[Records with annotated coordinates]
========================================
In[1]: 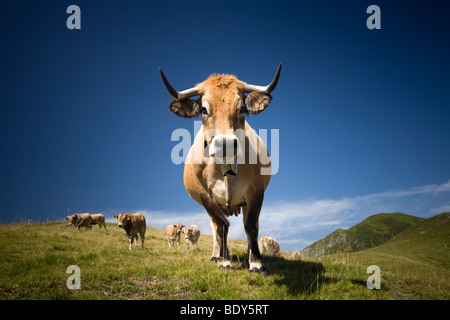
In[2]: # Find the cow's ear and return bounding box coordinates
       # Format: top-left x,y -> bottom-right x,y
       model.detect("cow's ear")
169,98 -> 202,118
245,91 -> 272,115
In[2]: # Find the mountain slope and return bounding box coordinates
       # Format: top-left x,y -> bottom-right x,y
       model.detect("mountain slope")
========================================
Please copy out every line of the records above without changes, leaving out the pictures.

In[1]: 
In[2]: # Find the cow's ear and return bounding box coordinates
       # Format: top-left x,y -> bottom-right x,y
       model.detect("cow's ear")
169,98 -> 202,118
245,91 -> 272,115
In[2]: # Find the mountain slope and return bounding box coordinates
       # Format: top-left x,y -> bottom-right x,y
       model.detect("mountain slope")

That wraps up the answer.